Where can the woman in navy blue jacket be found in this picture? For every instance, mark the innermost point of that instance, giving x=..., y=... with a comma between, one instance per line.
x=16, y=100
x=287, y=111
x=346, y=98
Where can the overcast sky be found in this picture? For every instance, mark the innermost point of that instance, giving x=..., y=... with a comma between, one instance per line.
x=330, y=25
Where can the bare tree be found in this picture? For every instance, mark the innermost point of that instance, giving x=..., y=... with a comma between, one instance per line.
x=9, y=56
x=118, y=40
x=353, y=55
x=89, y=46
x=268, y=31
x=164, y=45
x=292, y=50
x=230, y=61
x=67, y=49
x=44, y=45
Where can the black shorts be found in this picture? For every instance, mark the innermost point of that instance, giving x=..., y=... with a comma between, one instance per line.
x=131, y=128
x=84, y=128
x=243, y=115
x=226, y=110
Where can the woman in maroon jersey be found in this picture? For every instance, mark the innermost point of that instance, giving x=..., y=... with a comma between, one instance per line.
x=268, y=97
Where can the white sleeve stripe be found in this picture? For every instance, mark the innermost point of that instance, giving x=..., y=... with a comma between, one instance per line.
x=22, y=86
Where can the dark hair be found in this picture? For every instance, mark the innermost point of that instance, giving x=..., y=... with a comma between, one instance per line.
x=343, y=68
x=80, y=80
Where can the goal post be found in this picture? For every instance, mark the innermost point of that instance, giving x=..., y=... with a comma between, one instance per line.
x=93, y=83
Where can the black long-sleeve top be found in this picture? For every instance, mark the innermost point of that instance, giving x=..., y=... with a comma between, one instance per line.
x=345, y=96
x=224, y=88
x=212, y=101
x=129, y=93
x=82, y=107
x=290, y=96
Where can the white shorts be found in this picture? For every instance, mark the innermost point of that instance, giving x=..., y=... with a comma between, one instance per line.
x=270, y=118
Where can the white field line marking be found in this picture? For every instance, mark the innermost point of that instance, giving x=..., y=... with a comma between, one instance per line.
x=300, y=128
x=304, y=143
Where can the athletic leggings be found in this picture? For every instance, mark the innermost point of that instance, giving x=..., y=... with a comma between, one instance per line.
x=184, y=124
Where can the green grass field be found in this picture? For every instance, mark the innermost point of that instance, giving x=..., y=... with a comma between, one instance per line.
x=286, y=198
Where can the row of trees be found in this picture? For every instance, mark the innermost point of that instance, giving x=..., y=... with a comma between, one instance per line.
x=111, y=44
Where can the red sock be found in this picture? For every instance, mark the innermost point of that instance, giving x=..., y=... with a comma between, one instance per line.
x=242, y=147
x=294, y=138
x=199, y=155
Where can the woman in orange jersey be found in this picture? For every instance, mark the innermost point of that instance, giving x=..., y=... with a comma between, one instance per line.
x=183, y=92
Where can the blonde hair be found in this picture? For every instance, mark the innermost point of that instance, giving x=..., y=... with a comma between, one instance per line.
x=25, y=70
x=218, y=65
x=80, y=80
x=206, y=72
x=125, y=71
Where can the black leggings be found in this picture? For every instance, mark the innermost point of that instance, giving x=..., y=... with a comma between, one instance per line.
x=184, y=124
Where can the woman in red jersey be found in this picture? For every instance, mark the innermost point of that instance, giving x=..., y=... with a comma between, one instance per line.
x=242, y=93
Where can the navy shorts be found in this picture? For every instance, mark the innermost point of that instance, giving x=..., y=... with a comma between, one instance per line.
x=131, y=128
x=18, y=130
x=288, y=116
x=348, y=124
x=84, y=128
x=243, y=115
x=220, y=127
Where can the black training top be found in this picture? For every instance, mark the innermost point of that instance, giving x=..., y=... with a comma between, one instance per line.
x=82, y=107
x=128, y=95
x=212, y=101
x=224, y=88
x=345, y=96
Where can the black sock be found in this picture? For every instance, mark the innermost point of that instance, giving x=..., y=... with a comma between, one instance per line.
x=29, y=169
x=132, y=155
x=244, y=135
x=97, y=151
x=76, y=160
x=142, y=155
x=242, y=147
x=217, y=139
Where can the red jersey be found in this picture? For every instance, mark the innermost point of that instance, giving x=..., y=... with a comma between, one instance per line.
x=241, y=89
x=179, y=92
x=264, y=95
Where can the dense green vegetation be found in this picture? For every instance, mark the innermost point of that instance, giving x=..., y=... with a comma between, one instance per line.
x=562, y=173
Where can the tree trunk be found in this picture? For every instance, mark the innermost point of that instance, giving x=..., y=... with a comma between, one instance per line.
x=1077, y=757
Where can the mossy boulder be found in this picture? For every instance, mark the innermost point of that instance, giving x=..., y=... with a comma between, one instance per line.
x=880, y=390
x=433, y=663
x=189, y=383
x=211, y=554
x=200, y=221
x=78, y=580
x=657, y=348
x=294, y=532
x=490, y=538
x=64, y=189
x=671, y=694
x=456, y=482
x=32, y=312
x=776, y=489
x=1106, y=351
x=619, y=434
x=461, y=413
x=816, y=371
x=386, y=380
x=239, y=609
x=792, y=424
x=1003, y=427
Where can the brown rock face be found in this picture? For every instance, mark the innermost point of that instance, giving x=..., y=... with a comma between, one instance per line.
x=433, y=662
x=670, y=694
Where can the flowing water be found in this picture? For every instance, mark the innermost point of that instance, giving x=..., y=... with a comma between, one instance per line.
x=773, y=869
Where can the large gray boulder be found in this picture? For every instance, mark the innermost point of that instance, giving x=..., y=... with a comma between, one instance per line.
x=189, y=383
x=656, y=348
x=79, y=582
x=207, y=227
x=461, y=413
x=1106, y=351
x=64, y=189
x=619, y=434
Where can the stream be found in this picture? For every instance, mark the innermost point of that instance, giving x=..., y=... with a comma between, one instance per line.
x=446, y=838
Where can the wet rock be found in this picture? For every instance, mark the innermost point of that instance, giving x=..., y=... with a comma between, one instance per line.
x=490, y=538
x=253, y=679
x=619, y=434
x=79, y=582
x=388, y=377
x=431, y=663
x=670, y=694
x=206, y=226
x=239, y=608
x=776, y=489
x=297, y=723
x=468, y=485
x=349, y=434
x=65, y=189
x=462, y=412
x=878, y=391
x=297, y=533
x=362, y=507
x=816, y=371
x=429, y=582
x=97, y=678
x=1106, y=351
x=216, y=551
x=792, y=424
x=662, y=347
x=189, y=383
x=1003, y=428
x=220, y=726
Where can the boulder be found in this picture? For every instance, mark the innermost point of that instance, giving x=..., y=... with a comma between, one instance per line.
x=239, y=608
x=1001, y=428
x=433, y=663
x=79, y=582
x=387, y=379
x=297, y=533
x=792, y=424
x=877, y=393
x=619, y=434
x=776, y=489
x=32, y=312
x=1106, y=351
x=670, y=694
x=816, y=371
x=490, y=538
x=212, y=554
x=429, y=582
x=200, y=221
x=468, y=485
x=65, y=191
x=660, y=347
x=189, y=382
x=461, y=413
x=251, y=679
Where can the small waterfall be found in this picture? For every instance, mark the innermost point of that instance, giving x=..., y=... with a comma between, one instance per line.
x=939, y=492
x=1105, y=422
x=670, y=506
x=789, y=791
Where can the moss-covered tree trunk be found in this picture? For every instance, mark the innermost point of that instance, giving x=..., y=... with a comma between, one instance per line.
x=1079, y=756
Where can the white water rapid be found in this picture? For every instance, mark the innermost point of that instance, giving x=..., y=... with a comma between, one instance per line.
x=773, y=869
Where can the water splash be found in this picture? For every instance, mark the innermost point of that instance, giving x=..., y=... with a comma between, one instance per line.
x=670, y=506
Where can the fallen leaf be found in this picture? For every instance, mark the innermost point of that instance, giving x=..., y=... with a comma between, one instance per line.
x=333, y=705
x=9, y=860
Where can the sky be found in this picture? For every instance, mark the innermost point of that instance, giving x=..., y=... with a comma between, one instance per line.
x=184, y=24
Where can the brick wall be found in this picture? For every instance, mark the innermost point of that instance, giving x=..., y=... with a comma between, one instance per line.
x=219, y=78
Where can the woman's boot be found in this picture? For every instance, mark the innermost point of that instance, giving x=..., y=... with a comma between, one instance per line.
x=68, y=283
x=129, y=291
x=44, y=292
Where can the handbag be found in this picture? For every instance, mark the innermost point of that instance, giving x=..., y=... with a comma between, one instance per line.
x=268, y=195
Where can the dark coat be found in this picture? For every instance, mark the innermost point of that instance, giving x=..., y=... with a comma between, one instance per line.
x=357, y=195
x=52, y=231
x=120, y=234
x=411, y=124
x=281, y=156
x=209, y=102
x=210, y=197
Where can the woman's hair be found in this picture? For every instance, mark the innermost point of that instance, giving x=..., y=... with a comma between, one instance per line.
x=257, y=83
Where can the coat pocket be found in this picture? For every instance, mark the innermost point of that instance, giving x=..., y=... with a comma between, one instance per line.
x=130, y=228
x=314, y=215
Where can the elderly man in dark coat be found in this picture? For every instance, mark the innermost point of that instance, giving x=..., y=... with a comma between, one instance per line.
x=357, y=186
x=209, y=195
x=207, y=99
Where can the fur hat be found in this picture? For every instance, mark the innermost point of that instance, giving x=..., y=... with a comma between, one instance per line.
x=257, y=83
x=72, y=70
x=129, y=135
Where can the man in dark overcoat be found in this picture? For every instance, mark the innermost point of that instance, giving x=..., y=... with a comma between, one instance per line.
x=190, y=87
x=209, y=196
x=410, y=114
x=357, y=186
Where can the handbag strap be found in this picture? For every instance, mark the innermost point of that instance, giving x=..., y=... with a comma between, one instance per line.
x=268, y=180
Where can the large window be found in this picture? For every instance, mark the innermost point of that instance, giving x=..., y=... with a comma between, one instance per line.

___

**Short exercise**: Edit the material above from its beginning through the line containing "x=346, y=98", swapping "jacket" for "coat" and keeping everything else the same. Give back only those lines.

**Worked answer**:
Where can the woman in navy blue coat be found in this picture? For every instance, mark the innermost point of that instance, giving x=..., y=... with a comma between, one instance per line.
x=16, y=100
x=287, y=111
x=346, y=98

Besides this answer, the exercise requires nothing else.